> **EXERCISE TEXT**:

Infantry regiment of the British Army

The Cayman Islands Regiment is the home defence unit of the British Overseas Territory of the Cayman Islands. It is a territorial infantry and engineer reserve unit of the British Armed Forces that was formed in 2020. The regiment has an authorized strength level objective of 175 personnel, akin to that of a company-sized unit.

==History==

===2019===
On 12 October 2019, the government announced the formation of the Cayman Islands Regiment, a new British Armed Forces unit. The Cayman Islands Regiment was planned to become operational in 2020, with an initial 35–50 personnel of mostly reservists that are locally recruited and initially trained as assault pioneers. The regiment is expected to see an increase of personnel to several hundred. The main remit of the regiment is humanitarian aid and internal security. However, the regiment is to be assisted by the UK Ministry of Defence and Foreign and Commonwealth Office in the form of logistical advice, support and future operational training and equipment. It was said to be in ways similar to the Royal Bermuda Regiment, the Royal Gibraltar Regiment, the Falkland Islands Defence Force and Royal Montserrat Defence Force and is to be linked with the British Army Corps of Royal Engineers. A team of experts from the United Kingdom Ministry of Defence and the Foreign and Commonwealth Office will deploy to the Cayman Islands before end of year for operational needs assessment, to begin the advisory and support roles and to determine a suitable location to base the regiment.

> **ENTRIES SHOWN**:
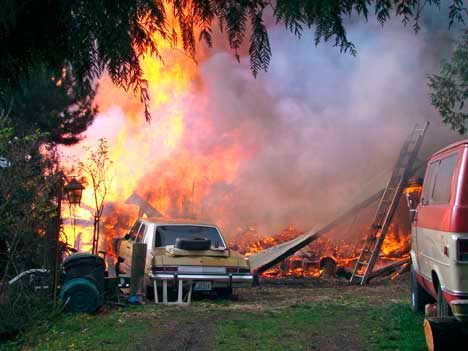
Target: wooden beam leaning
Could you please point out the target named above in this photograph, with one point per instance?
(262, 261)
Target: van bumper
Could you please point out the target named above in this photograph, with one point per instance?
(458, 302)
(218, 280)
(460, 310)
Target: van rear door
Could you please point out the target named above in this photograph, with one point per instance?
(434, 212)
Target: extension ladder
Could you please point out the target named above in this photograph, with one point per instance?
(387, 206)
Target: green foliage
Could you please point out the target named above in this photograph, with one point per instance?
(27, 179)
(450, 88)
(91, 36)
(58, 106)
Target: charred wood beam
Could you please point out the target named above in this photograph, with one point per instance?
(388, 269)
(262, 261)
(144, 206)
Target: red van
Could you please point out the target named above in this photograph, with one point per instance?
(439, 248)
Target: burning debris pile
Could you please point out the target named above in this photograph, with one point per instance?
(332, 254)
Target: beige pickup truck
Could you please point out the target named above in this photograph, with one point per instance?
(185, 251)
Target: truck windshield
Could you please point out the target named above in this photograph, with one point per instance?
(167, 234)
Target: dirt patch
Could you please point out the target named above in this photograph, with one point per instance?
(182, 330)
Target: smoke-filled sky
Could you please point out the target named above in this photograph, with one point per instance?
(301, 142)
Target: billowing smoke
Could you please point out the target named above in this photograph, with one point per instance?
(317, 132)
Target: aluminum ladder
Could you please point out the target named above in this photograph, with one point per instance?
(387, 206)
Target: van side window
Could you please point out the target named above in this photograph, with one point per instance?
(428, 185)
(141, 232)
(157, 242)
(134, 231)
(443, 180)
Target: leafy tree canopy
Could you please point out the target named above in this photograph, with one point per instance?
(91, 36)
(56, 105)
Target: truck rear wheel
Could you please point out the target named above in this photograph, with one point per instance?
(443, 308)
(419, 296)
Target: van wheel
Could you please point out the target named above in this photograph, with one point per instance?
(419, 296)
(443, 308)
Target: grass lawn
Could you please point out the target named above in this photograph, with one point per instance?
(280, 317)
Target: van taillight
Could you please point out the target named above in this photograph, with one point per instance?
(160, 269)
(463, 249)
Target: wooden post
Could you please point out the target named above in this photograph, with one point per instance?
(137, 278)
(52, 239)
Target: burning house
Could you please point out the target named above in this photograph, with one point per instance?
(258, 155)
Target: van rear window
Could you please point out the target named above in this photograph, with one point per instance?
(168, 234)
(443, 180)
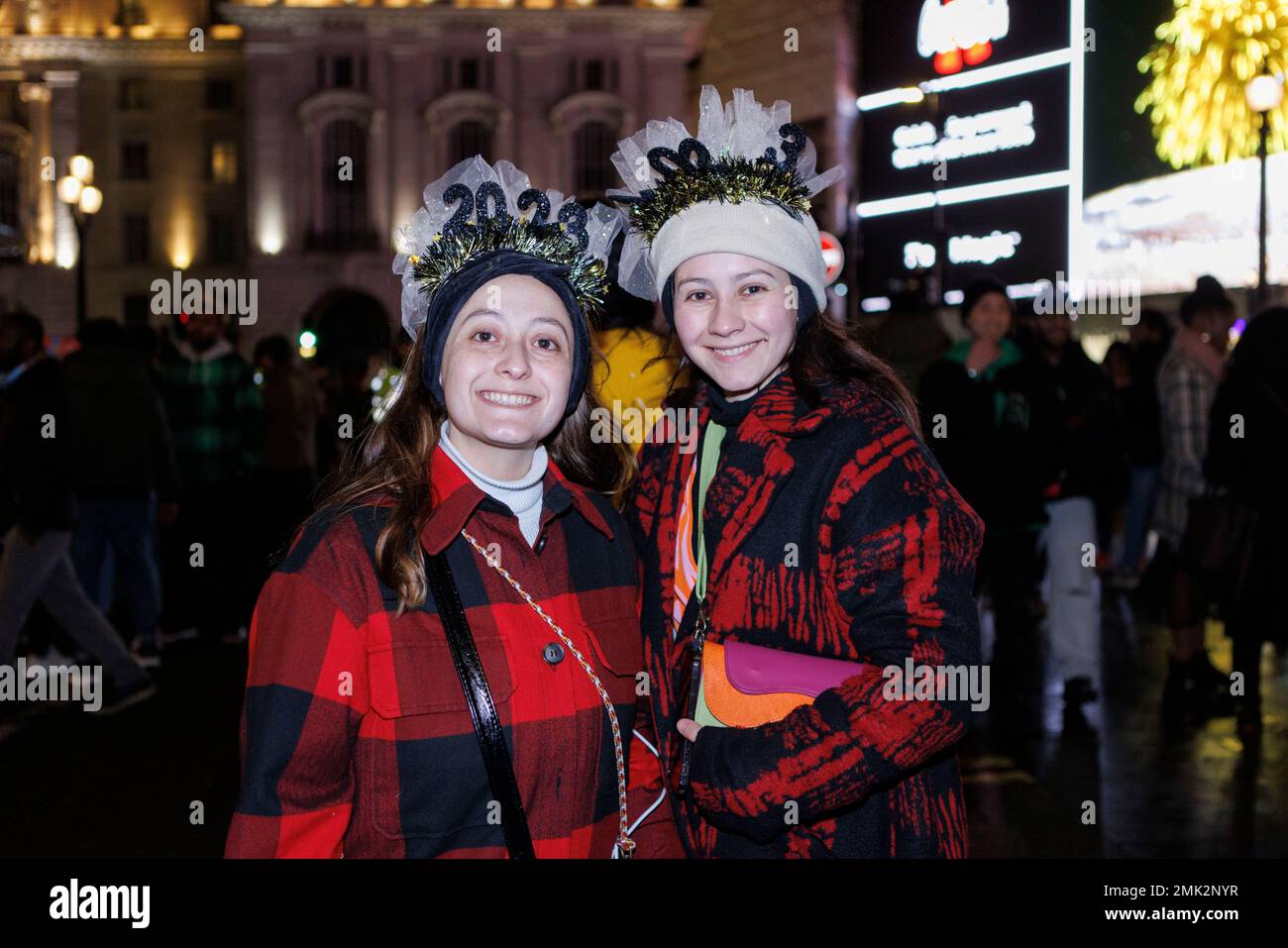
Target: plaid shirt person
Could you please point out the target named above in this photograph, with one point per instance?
(356, 736)
(1185, 393)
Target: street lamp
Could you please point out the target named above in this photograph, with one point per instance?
(1263, 94)
(82, 201)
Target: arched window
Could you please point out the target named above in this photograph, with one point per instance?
(592, 146)
(344, 196)
(467, 140)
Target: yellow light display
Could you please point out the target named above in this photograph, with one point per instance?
(1199, 68)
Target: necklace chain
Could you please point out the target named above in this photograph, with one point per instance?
(625, 844)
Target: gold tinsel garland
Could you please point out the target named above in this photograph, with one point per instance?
(730, 180)
(1198, 71)
(454, 250)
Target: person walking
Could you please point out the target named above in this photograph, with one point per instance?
(38, 511)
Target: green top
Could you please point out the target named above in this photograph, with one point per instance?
(709, 458)
(1012, 353)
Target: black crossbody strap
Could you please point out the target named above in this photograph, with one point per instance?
(478, 695)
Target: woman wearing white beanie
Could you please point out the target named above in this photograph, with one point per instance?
(810, 553)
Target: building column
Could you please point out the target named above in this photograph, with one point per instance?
(63, 141)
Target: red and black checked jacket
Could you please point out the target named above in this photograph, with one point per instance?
(356, 736)
(832, 532)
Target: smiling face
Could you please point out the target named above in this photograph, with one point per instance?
(733, 320)
(506, 369)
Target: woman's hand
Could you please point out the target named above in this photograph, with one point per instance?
(690, 728)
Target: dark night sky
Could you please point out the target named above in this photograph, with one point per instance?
(1120, 142)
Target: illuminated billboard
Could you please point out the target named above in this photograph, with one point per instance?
(971, 129)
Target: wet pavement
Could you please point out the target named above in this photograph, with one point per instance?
(160, 780)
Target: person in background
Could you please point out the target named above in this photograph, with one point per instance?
(636, 368)
(910, 335)
(125, 476)
(1186, 386)
(1147, 343)
(1087, 476)
(1252, 468)
(1117, 372)
(982, 417)
(38, 511)
(215, 421)
(287, 473)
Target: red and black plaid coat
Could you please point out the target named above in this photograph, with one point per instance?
(832, 532)
(356, 736)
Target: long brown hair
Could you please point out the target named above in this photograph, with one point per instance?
(389, 466)
(827, 353)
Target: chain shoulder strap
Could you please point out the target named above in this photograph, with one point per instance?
(625, 844)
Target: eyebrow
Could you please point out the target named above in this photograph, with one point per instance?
(484, 311)
(554, 322)
(739, 277)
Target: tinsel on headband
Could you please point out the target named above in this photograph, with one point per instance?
(450, 253)
(730, 180)
(477, 209)
(743, 151)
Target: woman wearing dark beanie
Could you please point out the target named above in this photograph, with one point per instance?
(445, 664)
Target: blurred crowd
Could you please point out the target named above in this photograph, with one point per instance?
(150, 481)
(1159, 469)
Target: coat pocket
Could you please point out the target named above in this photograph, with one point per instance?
(426, 771)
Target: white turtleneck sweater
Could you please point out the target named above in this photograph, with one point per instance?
(523, 496)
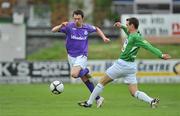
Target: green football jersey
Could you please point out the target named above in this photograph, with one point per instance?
(133, 43)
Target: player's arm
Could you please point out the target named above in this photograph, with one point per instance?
(58, 27)
(101, 34)
(146, 45)
(124, 28)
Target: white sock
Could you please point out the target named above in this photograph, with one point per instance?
(143, 96)
(97, 90)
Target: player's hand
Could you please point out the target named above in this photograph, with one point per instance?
(106, 40)
(166, 56)
(64, 23)
(117, 24)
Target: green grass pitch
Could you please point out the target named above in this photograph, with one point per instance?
(37, 100)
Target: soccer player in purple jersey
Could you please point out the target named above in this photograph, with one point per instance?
(125, 67)
(77, 47)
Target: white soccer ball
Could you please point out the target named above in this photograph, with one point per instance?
(56, 87)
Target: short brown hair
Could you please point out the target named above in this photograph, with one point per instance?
(78, 12)
(133, 21)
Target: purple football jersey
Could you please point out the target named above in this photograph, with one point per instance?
(77, 38)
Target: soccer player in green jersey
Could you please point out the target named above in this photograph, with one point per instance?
(125, 67)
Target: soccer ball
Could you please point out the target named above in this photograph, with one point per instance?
(56, 87)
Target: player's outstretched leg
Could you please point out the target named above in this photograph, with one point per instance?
(154, 103)
(84, 104)
(85, 78)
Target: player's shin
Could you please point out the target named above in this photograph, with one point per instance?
(143, 96)
(89, 85)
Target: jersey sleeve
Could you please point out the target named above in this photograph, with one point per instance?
(91, 28)
(124, 28)
(66, 29)
(146, 45)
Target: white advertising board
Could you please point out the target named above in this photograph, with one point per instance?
(12, 41)
(156, 24)
(148, 71)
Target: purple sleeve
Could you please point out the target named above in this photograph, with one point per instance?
(91, 28)
(63, 29)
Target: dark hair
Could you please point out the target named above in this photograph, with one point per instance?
(133, 21)
(78, 12)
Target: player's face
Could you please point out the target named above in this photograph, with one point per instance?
(129, 27)
(78, 20)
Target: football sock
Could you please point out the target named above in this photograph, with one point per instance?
(83, 72)
(97, 90)
(143, 96)
(90, 86)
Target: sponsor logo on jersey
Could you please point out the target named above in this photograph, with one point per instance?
(78, 38)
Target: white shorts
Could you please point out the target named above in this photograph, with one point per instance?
(78, 61)
(123, 69)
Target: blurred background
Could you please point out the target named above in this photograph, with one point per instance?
(31, 53)
(31, 57)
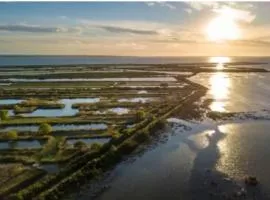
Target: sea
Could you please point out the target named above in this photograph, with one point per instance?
(191, 160)
(16, 60)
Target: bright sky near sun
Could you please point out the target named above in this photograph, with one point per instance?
(136, 28)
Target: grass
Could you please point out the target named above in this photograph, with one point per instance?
(26, 178)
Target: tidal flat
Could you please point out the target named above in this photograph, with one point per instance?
(108, 127)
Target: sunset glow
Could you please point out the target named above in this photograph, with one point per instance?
(223, 27)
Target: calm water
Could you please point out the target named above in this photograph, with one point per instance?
(182, 163)
(59, 60)
(236, 92)
(64, 127)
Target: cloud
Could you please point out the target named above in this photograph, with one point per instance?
(162, 4)
(117, 29)
(35, 29)
(238, 14)
(242, 11)
(199, 5)
(188, 10)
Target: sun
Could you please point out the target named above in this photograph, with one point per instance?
(223, 27)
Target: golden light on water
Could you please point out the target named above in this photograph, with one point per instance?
(219, 89)
(220, 61)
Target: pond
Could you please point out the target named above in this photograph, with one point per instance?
(148, 79)
(66, 111)
(10, 101)
(89, 140)
(118, 111)
(62, 127)
(20, 144)
(136, 100)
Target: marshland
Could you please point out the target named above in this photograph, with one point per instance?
(64, 126)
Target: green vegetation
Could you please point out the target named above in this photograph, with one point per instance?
(24, 179)
(45, 129)
(80, 145)
(12, 134)
(3, 115)
(84, 162)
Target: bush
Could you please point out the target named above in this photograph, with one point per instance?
(12, 135)
(45, 129)
(3, 114)
(140, 115)
(79, 144)
(164, 84)
(95, 146)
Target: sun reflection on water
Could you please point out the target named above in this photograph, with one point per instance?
(219, 89)
(219, 61)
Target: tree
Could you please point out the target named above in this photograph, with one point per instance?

> **REQUIREMENT A**:
Answer these questions from the text on the Cayman Islands Regiment:
(i) What is the regiment's authorized strength level objective?
(ii) As what were the initial personnel to be trained?
(iii) Which British Army corps is the regiment to be linked with?
> **REQUIREMENT B**:
Please say whether each statement agrees with the text on the Cayman Islands Regiment, quoting the words that decide it:
(i) The regiment's main remit is humanitarian aid and internal security.
(ii) The formation of the regiment was announced on 12 October 2020.
(iii) The initial personnel were to be mostly full-time regulars.
> **REQUIREMENT C**:
Continue the text on the Cayman Islands Regiment from its final sentence.

> **ANSWER SECTION A**:
(i) 175 personnel
(ii) Assault pioneers
(iii) The Corps of Royal Engineers

> **ANSWER SECTION B**:
(i) Yes: "The main remit of the regiment is humanitarian aid and internal security."
(ii) No: "On 12 October 2019, the government announced the formation of the Cayman Islands Regiment"
(iii) No: "an initial 35–50 personnel of mostly reservists that are locally recruited"

> **ANSWER SECTION C**:
On 15 October 2019, Government of Bermuda issued a statement that the Royal Bermuda Regiment is ready to assist the Cayman Islands Regiment and to share their experiences, as the Cayman Islands Regiment builds.

In mid-November 2019, the team from the United Kingdom Ministry of Defence from 131 Commando Squadron Royal Engineers, 40 Commando Royal Marines, and Royal Navy arrived in Grand Cayman to begin work on setting up the Cayman Islands Regiment.

In mid-December 2019, recruitment for junior and commanding officers began, with the commanding officers expected to begin work in January 2020 and the junior officers to begin work in February 2020.

In December 2019, Turks and Caicos Islands Governor Nigel Dakin had announced that they will also follow the Cayman Islands in the formation of the Turks and Caicos Islands Regiment. The Turks and Caicos Regiment will operate similarly to the Cayman Islands Regiment and the Royal Bermuda Regiment and the roles of the regiment will also be the same as their British Overseas Territories counterparts. The Turks and Caicos Regiment also will be assisted by the UK Ministry of Defence and Foreign and Commonwealth Office.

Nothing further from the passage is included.